[EXTRACTED DATA]

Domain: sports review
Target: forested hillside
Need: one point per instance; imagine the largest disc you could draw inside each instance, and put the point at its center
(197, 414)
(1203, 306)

[PROBLEM TO SOLVE]
Render the listing above as a Markdown table with the columns Row and Line, giving each line its own numbered row and leaving out blank lines.

[ANSWER TO THE TASK]
| Row | Line |
|---|---|
| 1 | Domain: sports review |
| 2 | Target: forested hillside |
| 3 | Need: one point per instance; imagine the largest disc you could draw inside each instance, and put the point at its center |
| 4 | (197, 414) |
| 5 | (1203, 306) |